*Directives*:
#1 Answer these questions using the worked solution on linear equations:
(a) What equation is the line given as?
(b) In what form must the equations be written to compare slope and y-intercept?
(c) What equation results after y is isolated in Step 3?
#2 Summarize the worked solution on linear equations in two sentences.
#3 Continue the worked solution on linear equations from its last step.

*Extract to read*:
· · · · ·
Solved on Jan 18, 2024

Find equivalent linear equations given $14x + 7y = 21$ . Options: $y = 2x + 3$ , $y + 1 = -2(x - 2)$ , $y = -2x + 3$ , $y - 1 = 2(x + 2)$ , $y - 3 = -2x$ .

STEP 1

Assumptions
1. The given equation of the line is $14x + 7y = 21$ .
2. We need to determine which of the provided equations are equivalent to the given equation.
3. To be equivalent, the equations must represent the same line, which means they must have the same slope and y-intercept when written in slope-intercept form ( $y = mx + b$ ).

STEP 2

First, we need to convert the given equation of the line into slope-intercept form to identify its slope and y-intercept.
$14x + 7y = 21$

STEP 3

Isolate $y$ on one side of the equation to get the slope-intercept form.
$7y = -14x + 21$

STEP 4

Divide every term by 7 to solve for $y$ .
· · · · ·
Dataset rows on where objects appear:
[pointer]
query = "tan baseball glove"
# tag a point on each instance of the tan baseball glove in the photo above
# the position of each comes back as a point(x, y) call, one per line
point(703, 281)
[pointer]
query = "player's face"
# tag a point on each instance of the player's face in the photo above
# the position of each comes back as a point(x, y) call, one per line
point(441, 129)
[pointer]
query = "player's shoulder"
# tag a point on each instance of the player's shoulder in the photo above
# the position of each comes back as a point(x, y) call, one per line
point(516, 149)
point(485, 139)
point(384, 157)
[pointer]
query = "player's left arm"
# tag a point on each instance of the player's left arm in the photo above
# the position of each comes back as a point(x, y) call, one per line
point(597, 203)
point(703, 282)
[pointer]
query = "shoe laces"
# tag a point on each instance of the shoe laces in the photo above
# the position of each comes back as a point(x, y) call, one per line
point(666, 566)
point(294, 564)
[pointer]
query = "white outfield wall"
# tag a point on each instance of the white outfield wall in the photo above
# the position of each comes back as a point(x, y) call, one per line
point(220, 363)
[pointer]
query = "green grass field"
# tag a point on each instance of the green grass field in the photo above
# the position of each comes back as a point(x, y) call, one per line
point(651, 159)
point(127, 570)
· · · · ·
*Expected answers*:
#1
(a) $14x + 7y = 21$
(b) Slope-intercept form, $y = mx + b$
(c) $7y = -14x + 21$

#2 The worked solution looks for which of five listed equations are equivalent to $14x + 7y = 21$. Equivalent equations are those with the same slope and y-intercept in slope-intercept form, so it rewrites the given equation as $7y = -14x + 21$ and then divides every term by 7 to solve for $y$.

#3
$y = -2x + 3$

STEP 5

Now that we have the slope-intercept form of the given line, we can compare its slope and y-intercept with the provided equations. The slope is $-2$ and the y-intercept is $3$ .

STEP 6

Compare the first equation $y = 2x + 3$ with the slope-intercept form of the given line.

STEP 7

Notice that the slope of $y = 2x + 3$ is $2$ , which is not equal to $-2$ , and therefore, this equation is not equivalent to the given line.

STEP 8

Compare the second equation $y + 1 = -2(x - 2)$ with the slope-intercept form of the given line.

STEP 9

Distribute the $-2$ across the parentheses.
$y + 1 = -2x + 4$

STEP 10

Subtract $1$ from both sides to solve for $y$ .
$y = -2x + 3$

STEP 11

Notice that the slope is $-2$ and the y-intercept is $3$ , which matches the slope-intercept form of the given line. Therefore, this equation is equivalent to the given line.

STEP 12

Compare the third equation $y = -2x + 3$ with the slope-intercept form of the given line.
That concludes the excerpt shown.